### Passage to read
Second review pass (Codex + Hermes subagent). Codex reproduced a real race with
a two-thread harness; both converged on the remaining issues.
- Generation-aware publish (fixes a lost-update race): two refresh callers (the
late-refresh daemon and the between-turns prologue around turn 1) could each
compute a snapshot outside the lock; a SLOWER caller holding an OLDER registry
generation could acquire the publish lock after a newer caller and clobber it,
deleting just-landed tools. refresh_agent_mcp_tools now captures
registry._generation before computing and refuses to publish a stale set;
agent._tool_snapshot_generation tracks the published generation.
- Context-engine routing names (_context_engine_tool_names) are now staged on a
local and published atomically with the snapshot, and only claimed when this
rebuild actually appended the schema — matching agent_init's dedup so a
registry/plugin tool of the same name keeps its own dispatch. (Previously
mutated live, before the publish lock, and on no-change refreshes.)
- CLI /reload-mcp: self.enabled_toolsets is resolved once at startup, so a
server newly ENABLED in config mid-session wasn't picked up (TUI already
re-resolved). Merge now-connected MCP server names into the override (unless
the user pinned all/*), mirroring startup, and keep self.enabled_toolsets in
sync. Closes the CLI/TUI parity hole.
- ACP (acp_adapter/server.py) routed through the shared helper — it was a 5th
sibling rebuild that re-injected memory tools but NOT context-engine tools and
bypassed the atomic/name-diff path (inert today, fragile).
- mcp_startup._resolve_discovery_timeout pulls its default from DEFAULT_CONFIG
(single source of truth) instead of a stale hardcoded 5.0 literal.
- Tests: stale-generation-no-clobber, _skip_mcp_refresh honored, timeout
fallback uses DEFAULT_CONFIG.

### Brief 1
In the review notes, where does mcp_startup._resolve_discovery_timeout now take its default from?
### Brief 2
Reproduce the review notes word for word from "- mcp_startup._resolve_discovery_timeout pulls" to "fallback uses DEFAULT_CONFIG.".
The rows that follow have nothing to do with the review notes.

### Excerpted records
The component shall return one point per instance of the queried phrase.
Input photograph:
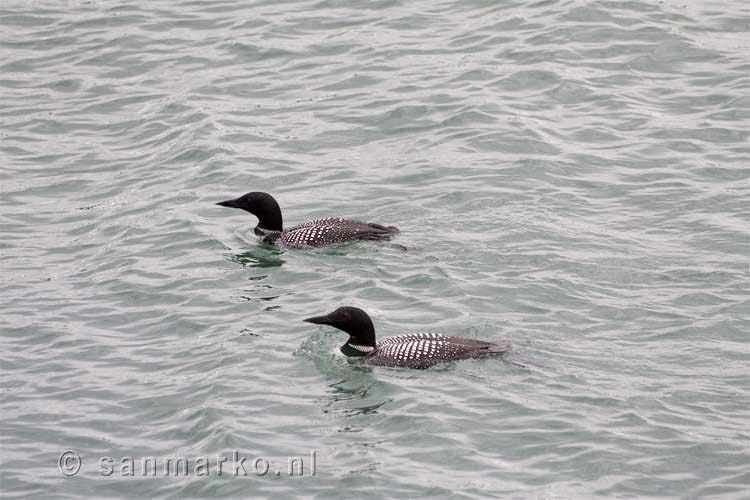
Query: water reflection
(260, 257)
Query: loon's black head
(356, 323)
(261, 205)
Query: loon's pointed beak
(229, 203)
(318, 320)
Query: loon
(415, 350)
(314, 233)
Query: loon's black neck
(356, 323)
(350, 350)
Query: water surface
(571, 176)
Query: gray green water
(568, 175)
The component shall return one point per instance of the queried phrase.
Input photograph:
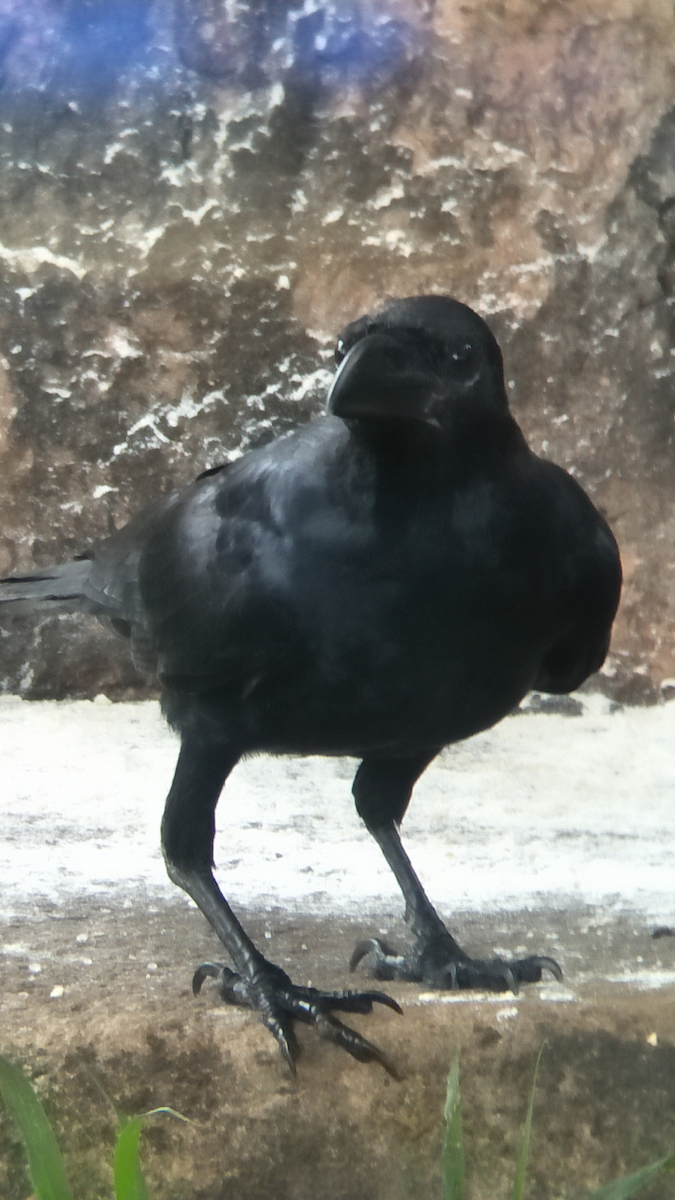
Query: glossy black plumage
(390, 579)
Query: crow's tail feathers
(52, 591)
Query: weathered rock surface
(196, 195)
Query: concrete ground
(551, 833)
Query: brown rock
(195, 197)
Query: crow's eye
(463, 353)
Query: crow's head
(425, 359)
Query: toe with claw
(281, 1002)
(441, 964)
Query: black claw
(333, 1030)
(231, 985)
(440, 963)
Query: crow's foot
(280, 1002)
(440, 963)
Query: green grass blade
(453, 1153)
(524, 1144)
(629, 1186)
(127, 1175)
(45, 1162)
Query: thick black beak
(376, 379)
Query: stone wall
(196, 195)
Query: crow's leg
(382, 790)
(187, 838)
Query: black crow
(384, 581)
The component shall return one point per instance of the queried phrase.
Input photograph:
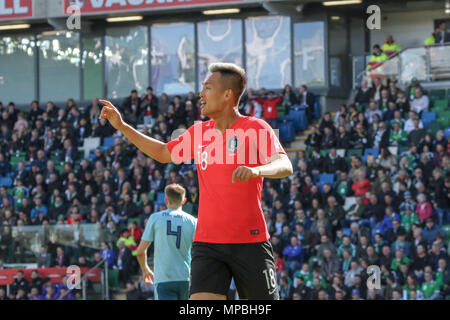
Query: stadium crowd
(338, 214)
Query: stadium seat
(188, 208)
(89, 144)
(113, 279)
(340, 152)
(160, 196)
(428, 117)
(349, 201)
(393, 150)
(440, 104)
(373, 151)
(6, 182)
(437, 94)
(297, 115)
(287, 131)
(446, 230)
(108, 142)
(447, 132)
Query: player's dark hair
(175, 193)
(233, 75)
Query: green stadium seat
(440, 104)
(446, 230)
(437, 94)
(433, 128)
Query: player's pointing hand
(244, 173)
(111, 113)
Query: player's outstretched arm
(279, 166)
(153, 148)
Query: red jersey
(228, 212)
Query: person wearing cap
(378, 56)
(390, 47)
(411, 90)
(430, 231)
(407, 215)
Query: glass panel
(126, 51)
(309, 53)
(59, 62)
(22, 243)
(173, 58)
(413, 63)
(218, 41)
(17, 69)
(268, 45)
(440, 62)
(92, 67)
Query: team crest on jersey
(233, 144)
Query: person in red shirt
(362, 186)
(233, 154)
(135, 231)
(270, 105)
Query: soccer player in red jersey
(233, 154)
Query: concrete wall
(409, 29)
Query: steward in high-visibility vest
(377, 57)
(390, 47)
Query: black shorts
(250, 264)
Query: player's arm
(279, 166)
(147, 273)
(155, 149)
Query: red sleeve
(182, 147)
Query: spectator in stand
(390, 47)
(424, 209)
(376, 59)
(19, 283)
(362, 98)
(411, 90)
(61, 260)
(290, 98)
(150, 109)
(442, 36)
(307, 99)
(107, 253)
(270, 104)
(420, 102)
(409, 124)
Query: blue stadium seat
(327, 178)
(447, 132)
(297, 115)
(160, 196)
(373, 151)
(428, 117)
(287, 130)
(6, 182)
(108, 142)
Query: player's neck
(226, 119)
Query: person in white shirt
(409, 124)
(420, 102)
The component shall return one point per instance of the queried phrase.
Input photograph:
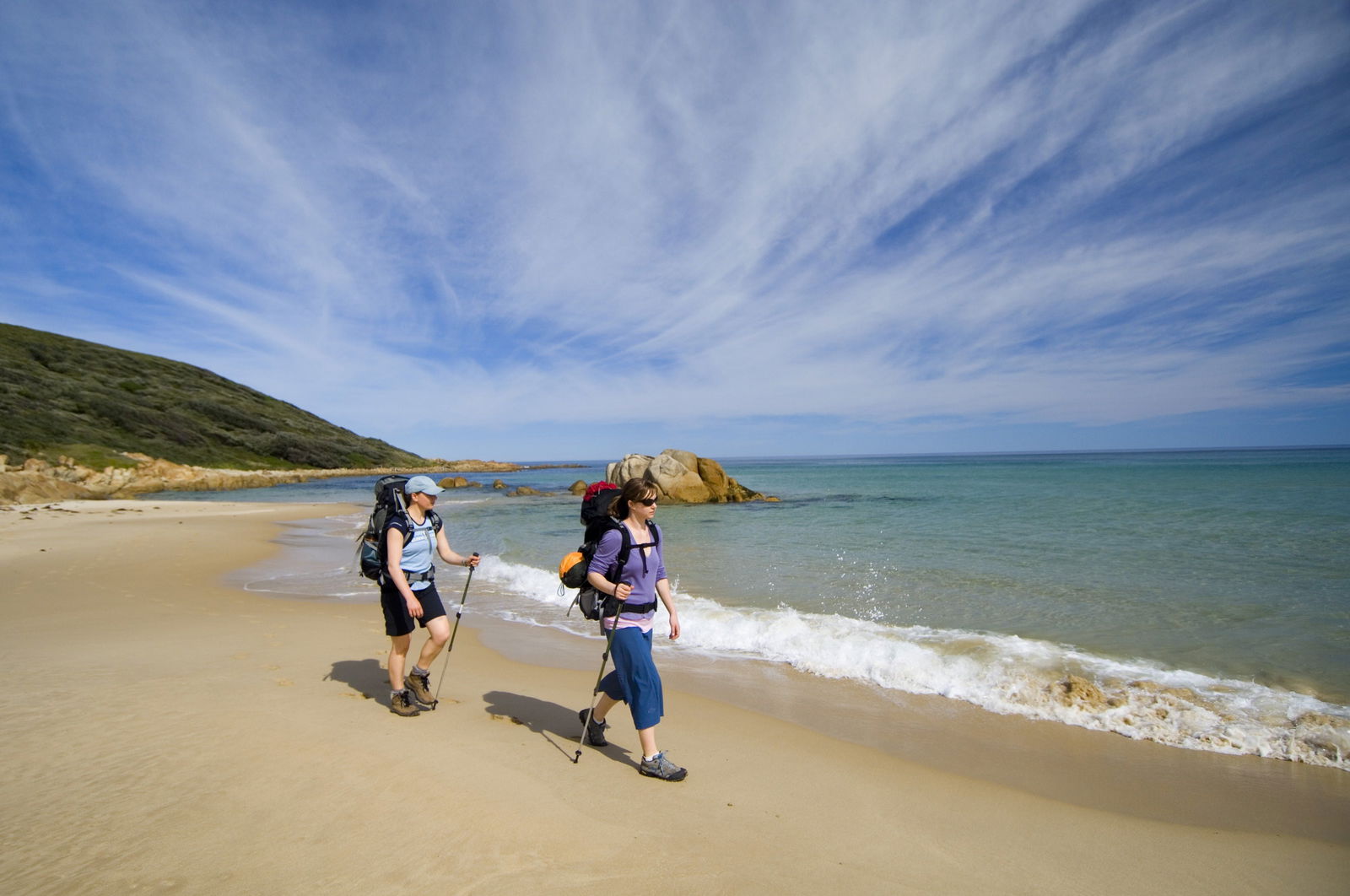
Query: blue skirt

### Written response 1
It takes its default from DEFAULT_CONFIG instead of a stale hardcoded 5.0 literal.

### Written response 2
- mcp_startup._resolve_discovery_timeout pulls its default from DEFAULT_CONFIG
(single source of truth) instead of a stale hardcoded 5.0 literal.
- Tests: stale-generation-no-clobber, _skip_mcp_refresh honored, timeout
fallback uses DEFAULT_CONFIG.